*EXERCISE INSTRUCTIONS*
Copy the records below in full, keeping each word as it is but omitting the pictures.
DATA SECTION Start Marker
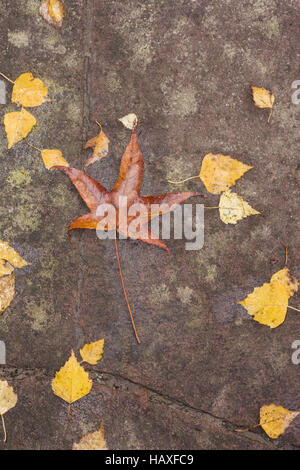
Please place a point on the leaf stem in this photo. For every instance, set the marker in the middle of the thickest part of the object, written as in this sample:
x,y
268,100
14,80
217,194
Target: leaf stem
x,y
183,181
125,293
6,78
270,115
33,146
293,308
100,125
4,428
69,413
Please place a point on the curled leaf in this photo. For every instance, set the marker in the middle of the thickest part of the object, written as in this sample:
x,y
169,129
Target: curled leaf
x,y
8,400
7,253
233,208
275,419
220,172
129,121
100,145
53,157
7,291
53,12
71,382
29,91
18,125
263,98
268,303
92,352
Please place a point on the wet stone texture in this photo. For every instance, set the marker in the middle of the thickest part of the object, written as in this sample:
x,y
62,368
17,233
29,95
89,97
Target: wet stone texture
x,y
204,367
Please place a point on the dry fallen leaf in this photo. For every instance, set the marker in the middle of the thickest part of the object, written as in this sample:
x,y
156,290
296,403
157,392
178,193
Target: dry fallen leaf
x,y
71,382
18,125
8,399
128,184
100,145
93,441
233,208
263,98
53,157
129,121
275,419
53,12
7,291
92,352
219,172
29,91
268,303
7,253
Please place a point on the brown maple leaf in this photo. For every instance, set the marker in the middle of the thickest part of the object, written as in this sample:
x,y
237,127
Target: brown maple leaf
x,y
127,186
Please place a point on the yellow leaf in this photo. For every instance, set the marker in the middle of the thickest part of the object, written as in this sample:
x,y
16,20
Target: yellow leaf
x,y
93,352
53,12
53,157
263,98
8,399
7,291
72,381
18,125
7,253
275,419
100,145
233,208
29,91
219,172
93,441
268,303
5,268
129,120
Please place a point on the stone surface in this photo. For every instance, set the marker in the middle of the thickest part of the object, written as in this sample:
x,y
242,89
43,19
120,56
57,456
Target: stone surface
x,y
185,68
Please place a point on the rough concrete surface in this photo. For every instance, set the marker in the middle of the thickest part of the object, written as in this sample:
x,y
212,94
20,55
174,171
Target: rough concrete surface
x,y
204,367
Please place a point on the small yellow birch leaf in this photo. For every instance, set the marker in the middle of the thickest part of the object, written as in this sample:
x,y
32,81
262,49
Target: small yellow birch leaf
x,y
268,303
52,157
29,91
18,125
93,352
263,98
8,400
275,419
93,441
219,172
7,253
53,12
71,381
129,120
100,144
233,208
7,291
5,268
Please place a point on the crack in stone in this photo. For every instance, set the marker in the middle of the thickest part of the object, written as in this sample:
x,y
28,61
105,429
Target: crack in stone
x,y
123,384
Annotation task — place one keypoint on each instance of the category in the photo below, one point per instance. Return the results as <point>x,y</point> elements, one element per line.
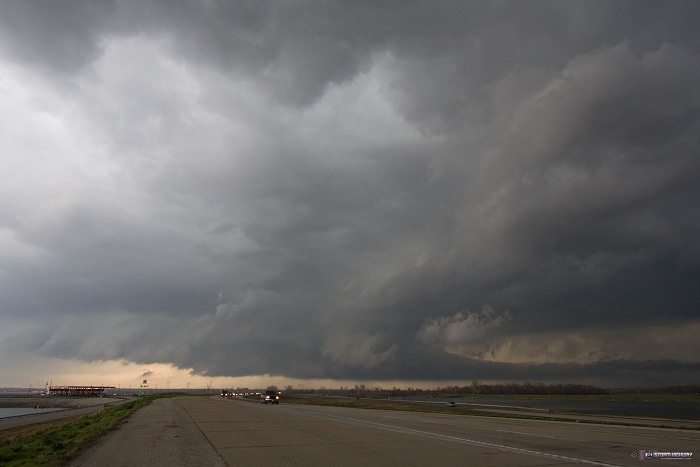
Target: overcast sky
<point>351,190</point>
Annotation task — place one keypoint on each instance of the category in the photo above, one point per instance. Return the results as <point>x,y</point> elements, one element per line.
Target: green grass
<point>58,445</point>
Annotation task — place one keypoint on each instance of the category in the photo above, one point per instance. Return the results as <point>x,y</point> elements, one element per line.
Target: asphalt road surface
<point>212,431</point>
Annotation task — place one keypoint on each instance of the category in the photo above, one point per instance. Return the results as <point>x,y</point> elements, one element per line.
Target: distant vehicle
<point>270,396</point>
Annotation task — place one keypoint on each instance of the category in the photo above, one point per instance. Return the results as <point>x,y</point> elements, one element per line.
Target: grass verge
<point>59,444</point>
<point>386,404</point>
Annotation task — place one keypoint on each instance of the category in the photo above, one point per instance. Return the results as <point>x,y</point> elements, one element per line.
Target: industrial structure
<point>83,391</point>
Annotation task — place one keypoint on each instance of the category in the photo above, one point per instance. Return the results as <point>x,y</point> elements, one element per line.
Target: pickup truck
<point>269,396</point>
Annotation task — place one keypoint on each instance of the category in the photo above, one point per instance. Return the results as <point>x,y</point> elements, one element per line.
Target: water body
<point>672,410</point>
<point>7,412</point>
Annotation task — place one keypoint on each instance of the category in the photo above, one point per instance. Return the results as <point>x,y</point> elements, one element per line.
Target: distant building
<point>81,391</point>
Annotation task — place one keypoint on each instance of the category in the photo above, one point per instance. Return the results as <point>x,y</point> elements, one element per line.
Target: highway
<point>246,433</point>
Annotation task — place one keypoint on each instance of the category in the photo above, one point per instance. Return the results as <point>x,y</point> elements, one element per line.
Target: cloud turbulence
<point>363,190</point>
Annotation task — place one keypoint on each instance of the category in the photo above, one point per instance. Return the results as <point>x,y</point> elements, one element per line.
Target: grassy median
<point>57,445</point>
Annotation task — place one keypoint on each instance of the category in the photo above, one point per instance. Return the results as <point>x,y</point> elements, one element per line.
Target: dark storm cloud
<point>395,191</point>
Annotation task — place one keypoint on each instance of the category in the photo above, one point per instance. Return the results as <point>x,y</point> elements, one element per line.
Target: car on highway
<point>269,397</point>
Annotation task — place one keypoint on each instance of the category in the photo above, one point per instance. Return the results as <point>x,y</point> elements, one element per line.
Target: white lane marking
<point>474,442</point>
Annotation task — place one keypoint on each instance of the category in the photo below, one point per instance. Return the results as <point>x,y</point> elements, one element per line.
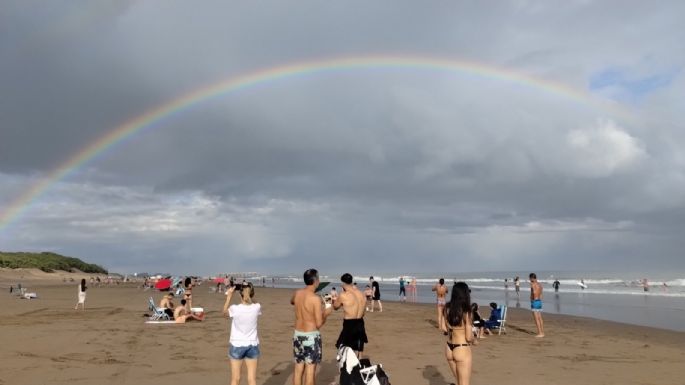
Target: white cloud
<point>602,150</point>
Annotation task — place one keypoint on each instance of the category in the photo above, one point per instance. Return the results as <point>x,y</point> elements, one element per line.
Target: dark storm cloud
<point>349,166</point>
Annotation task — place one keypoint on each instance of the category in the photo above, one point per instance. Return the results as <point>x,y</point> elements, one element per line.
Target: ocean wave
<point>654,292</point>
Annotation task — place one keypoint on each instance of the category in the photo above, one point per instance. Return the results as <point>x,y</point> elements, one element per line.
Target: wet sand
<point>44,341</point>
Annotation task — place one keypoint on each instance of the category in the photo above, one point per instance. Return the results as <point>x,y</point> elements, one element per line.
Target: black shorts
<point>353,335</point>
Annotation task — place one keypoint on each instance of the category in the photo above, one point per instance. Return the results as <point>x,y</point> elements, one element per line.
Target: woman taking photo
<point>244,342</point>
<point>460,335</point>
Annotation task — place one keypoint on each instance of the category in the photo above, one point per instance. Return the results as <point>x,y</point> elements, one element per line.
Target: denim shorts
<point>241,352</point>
DATA SECTION End Marker
*ANSWER FOR THIS EXERCISE*
Please place a point on the leaf stem in this photo. For every instance, set the marker in the middle of the thickest part of the object, written as in this sample:
x,y
268,100
14,80
217,194
Target: leaf stem
x,y
183,181
125,293
6,78
270,115
33,146
293,308
100,125
4,428
69,413
Please place a point on the curled leaf in this photo. For every instance, set the marker in the middle of the thickest part of the object, written as in this sample:
x,y
169,129
Target: curled leaf
x,y
8,400
7,253
233,208
275,419
220,172
129,121
100,145
53,157
7,291
53,12
71,382
29,91
18,125
263,98
268,303
92,352
Please place a point on the wet stone texture in this photo. For every instance, set the marker in the middle of the thickest part of the object, written as in this sample:
x,y
62,368
17,233
29,95
89,97
Target: wet stone texture
x,y
204,367
Please place a point on the dry fallen leaf in this photo. For every instance, set the marker in the middle of the thickest part of the object, written as in this sample:
x,y
156,290
296,403
157,392
178,193
Target: dry fallen leaf
x,y
71,382
18,125
8,399
128,184
100,145
93,441
233,208
263,98
53,157
129,121
275,419
53,12
7,291
92,352
219,172
29,91
268,303
7,253
Please place a point on the brown maple leaf in this photo. For every instance, set the marker in the middle of the thickest part of the object, written as in this sample:
x,y
237,127
Target: brown maple leaf
x,y
127,186
Please place a point on the yellow leaf in this photo. For every instance, set the marker in the middle of the thickest part of the object, written as in this sample:
x,y
16,20
Target: yellow leaf
x,y
93,352
53,12
53,157
263,98
8,399
7,291
72,381
18,125
7,253
275,419
100,145
233,208
29,91
219,172
93,441
268,303
5,268
129,120
Please place a point on the stone surface in this photo. For every instance, set the marker in the middle of the thickest part of the object, written as in this sample:
x,y
242,89
43,19
120,56
57,456
Target: stone surface
x,y
185,68
Please place a point on the rough concrete surface in this photo. For every instance, set the marker in the middle of the thickest part of the object, written as in this sample:
x,y
212,94
20,55
174,171
Target: rough concrete surface
x,y
204,367
Please place a point on the small yellow birch leaf in this photo. For every instance, set the marker in the middle of the thickest part of the object, written as in this sample:
x,y
32,81
262,49
Target: small yellow birch leaf
x,y
268,303
52,157
29,91
18,125
93,352
263,98
8,400
275,419
93,441
219,172
7,253
53,12
71,381
129,120
100,144
233,208
7,291
5,268
Please place a point on the crack in stone in this photo. For every instance, set the marker in the middle of the thickest part of the object, written as in this sample:
x,y
28,61
105,429
Target: crack in stone
x,y
123,384
Annotation task — place one keypoint on each instance of the category in the photo below, one point per instance. Return the results as <point>x,y</point> elements, one element per line.
Target: overcast sky
<point>351,190</point>
Annotation task — place one keypoint on each instance of the category in the photo above, one point per instance. Return the results as <point>x,y</point> elements, one element per line.
Target: green grass
<point>58,445</point>
Annotation task — place one keypoint on each instance of the category in the photo above, one point per instance. Return the results as <point>x,y</point> elements, one element per line.
Target: asphalt road surface
<point>212,431</point>
Annotation task — place one keypoint on each instance of the category in the photo above, one point per instance. Return the results as <point>x,y</point> elements, one element per line.
Target: distant vehicle
<point>270,396</point>
Annotation task — place one keypoint on each instance of the category in the photo above, one point per instance. Return the results as <point>x,y</point> elements, one element per line.
Target: grass verge
<point>59,444</point>
<point>386,404</point>
Annotation task — place one keypoint on each instance of the category in the photo above, one point per instance. Return the results as <point>x,y</point> elements, one element per line.
Target: industrial structure
<point>83,391</point>
Annotation task — place one keypoint on each instance of the category in the photo above, one point per instance. Return the results as <point>x,y</point> elements, one element per line.
Target: pickup truck
<point>269,396</point>
Annotation task — place one keypoint on each instance of the category in the photo above, one point per instance. Return the results as <point>x,y</point> elements, one element per line.
Target: water body
<point>672,410</point>
<point>7,412</point>
Annotation task — place one keypoint on each instance of the category in the photo above, one point per instance. Return the results as <point>x,y</point> elements, one element per line.
Target: distant building
<point>81,391</point>
Annotation task — place one keypoint on each instance of the category in the photo above, one point per instance. Return the results as <point>x,y</point> elements, one element per line.
Target: highway
<point>246,433</point>
Annotation task — place one keypoint on each instance of the category in the photo above, one point per instance. Return the results as <point>x,y</point> elements, one element per line.
Target: cloud turbulence
<point>363,190</point>
Annotation task — place one keypoint on each instance of the category in the photo above, one point per instance. Return the results as <point>x,y</point> elements, one element per line.
Target: grassy median
<point>57,445</point>
Annotation task — place one keypoint on each instance of the category in the photo above, one point per instance. Return the results as <point>x,y</point> elements, one element per line.
Target: dark storm cloud
<point>395,191</point>
Annotation task — place one keypoint on each instance of the category in the photo above, one point per instance. Return the results as <point>x,y</point> elements, one element per line.
Target: car on highway
<point>269,397</point>
Annotation task — place one keypoint on each instance of the category in the photo above, one point per instance. Return the results as <point>x,y</point> elements, one element per line.
Target: white lane marking
<point>474,442</point>
Annotation task — place one keypoint on each instance of the category in the photo below, one point per instance. Return the results as <point>x,y</point> elements, one element per line.
Target: white cloud
<point>602,150</point>
Annotation task — place one keypoint on each instance of the category in the photo above, one point per instance. Return the results as <point>x,y</point> elements, one element per line.
Target: dark storm cloud
<point>349,166</point>
Annotation task — place one keypoint on each instance of the category in the photo above, one point per instance. Return the results as <point>x,y</point> elements, one element per line.
Target: ocean wave
<point>654,292</point>
Annotation task — place one keypoint on each instance of the category in the photo above, one point per instance. Return the results as <point>x,y</point> elements, one element per line.
Target: wet sand
<point>44,341</point>
Annotation task — place one keypoint on each instance of the category in the photo above, one point per instance. Return the results as <point>x,y</point> elements, one element per line.
Target: black shorts
<point>353,335</point>
Annotation task — place one keypoint on each instance of the category in the photo above, one point per instance. Return the results as <point>x,y</point> elements, one element per line.
Target: woman taking photo
<point>244,342</point>
<point>460,335</point>
Annotation task — place one keypoint on each instance of the category in the photo above, one point per instance. Return the results as <point>x,y</point> elements, one element per line.
Target: denim shorts
<point>241,352</point>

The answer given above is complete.